• [Exercise]:
Copy out, word for word, the lines of the entries below, starting with the line that contains "form [(459, 76)]." and continuing through the line that contains "[(424, 133), (424, 307), (424, 250), (424, 192)]", with both of those lines included.

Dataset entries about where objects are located
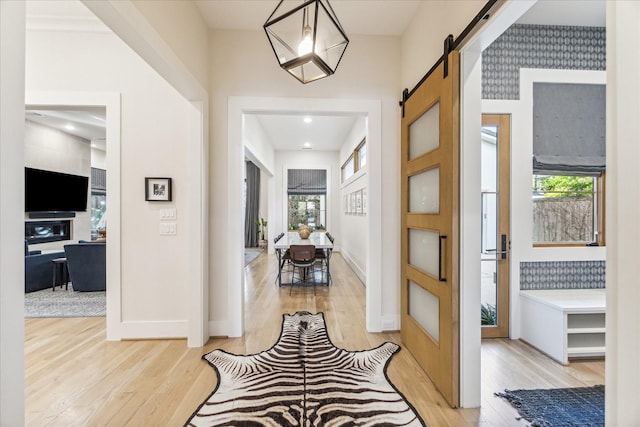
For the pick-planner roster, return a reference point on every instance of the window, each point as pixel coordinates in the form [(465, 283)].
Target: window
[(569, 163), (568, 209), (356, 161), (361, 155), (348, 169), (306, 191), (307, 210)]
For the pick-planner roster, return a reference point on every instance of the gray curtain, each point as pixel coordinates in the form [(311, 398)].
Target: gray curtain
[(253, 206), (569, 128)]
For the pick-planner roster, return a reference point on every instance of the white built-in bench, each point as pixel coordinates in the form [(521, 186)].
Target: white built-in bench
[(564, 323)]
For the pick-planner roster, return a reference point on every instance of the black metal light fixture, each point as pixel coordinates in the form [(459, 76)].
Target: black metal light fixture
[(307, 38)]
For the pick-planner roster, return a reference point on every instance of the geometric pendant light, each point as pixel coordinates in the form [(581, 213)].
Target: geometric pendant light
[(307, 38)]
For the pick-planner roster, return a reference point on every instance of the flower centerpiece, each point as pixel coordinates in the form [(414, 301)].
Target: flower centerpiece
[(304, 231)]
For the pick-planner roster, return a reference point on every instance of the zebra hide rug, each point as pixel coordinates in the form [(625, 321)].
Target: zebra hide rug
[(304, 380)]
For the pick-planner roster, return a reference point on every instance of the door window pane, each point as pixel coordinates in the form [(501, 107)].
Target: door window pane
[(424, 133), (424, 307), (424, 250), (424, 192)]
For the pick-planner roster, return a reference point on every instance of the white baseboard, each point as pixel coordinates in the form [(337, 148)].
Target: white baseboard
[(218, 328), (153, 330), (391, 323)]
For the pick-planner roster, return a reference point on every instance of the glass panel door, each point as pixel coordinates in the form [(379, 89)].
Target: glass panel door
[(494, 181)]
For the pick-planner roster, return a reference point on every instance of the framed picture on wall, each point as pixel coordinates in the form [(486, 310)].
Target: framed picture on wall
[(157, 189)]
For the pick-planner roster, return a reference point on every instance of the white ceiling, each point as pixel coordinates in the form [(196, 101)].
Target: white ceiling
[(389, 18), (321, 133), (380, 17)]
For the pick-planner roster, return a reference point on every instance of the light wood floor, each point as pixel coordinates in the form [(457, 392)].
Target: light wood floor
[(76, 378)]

* * *

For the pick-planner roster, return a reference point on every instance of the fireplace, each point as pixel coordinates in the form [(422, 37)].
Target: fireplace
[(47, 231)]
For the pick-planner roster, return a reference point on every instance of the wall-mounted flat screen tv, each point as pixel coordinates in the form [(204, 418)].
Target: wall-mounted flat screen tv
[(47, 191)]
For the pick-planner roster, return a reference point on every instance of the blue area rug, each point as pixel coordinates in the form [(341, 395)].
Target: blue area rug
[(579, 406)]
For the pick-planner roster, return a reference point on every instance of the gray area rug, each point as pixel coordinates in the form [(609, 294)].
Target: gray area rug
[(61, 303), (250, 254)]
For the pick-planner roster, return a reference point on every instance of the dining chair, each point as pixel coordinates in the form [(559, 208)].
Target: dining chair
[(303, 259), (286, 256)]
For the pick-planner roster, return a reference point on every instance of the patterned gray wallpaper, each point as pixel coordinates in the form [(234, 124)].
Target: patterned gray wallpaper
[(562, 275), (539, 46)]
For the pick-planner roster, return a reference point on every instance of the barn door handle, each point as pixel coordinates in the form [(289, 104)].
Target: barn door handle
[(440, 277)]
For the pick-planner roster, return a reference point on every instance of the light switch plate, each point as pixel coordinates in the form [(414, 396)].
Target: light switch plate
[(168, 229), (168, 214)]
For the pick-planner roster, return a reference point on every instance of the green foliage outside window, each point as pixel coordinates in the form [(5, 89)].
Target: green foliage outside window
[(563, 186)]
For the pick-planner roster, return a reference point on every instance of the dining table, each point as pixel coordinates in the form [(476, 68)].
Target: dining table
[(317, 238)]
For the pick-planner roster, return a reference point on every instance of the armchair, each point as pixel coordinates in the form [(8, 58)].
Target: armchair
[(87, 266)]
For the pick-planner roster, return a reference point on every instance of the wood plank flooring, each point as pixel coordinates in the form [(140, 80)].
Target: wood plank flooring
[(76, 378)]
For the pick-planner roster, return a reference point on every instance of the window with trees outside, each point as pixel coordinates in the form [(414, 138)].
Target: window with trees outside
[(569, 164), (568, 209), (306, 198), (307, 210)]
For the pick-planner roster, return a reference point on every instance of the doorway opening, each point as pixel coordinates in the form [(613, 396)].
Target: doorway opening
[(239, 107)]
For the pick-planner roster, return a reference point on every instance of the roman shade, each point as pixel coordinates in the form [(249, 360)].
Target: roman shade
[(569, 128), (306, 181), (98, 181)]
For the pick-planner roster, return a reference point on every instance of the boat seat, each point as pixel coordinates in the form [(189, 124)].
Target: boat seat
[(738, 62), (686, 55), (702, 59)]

• [Exercise result]:
For the pick-planner roster, return a reference point on every instance of the black metal light fixture, each point as pixel coordinates in the form [(459, 76)].
Target: black metal light fixture
[(307, 38)]
For the pick-planner roster, return a reference point on every instance of the geometric pendant light, each point as pixel coordinates in the form [(581, 213)].
Target: geometric pendant light
[(307, 38)]
For the pick-planner roster, return a reference point on every instance of the flower centerpiece, each point as pixel coordinates in the form [(414, 301)].
Target: flower centerpiece
[(304, 231)]
For the pick-planner roster, return a reference point on every instance of the zebra hide rug, each point as pixel coordinates in the form [(625, 321)].
Target: zebra hide rug
[(304, 380)]
For the pick-planner roster, return a reference point on every instance of the door window pane, each point as pixel coordinates in the form [(501, 107)].
Target: door window pane
[(424, 133), (424, 307), (424, 250), (424, 192)]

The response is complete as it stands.